Task to complete:
Before you return the lines below, strip out any images and keep every word as written.

Data section:
BEGIN

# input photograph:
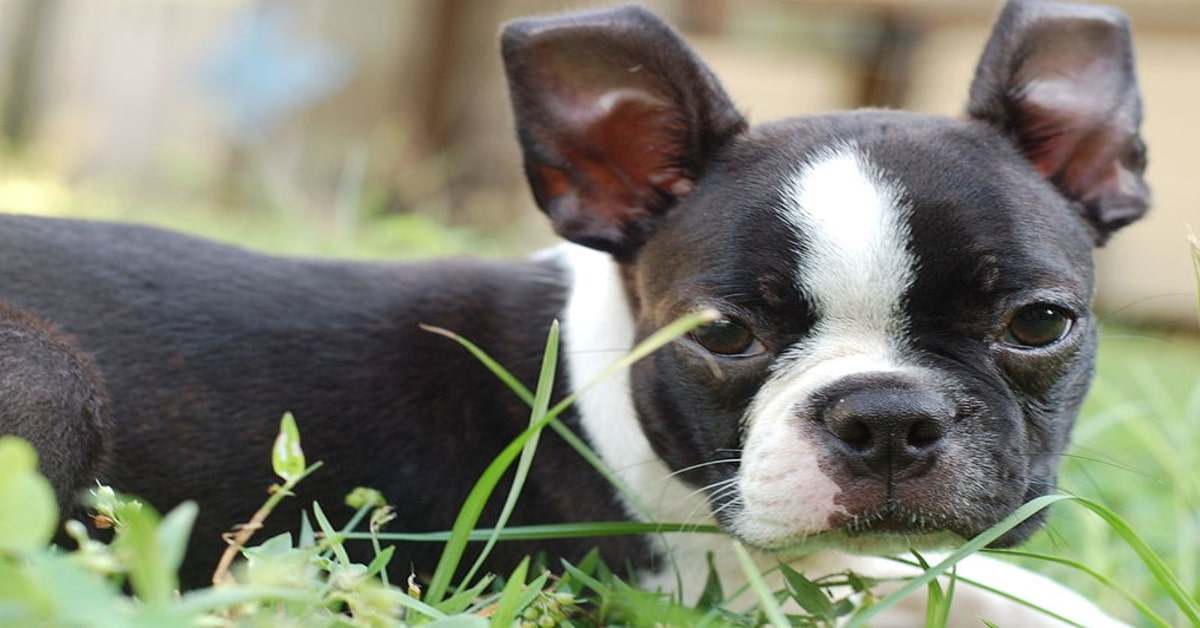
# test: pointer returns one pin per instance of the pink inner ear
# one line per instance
(1073, 138)
(621, 150)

END

Solution for this task:
# input photograph:
# test: pointer returns one pin per instance of the pink inner ear
# one line per instance
(1073, 138)
(621, 150)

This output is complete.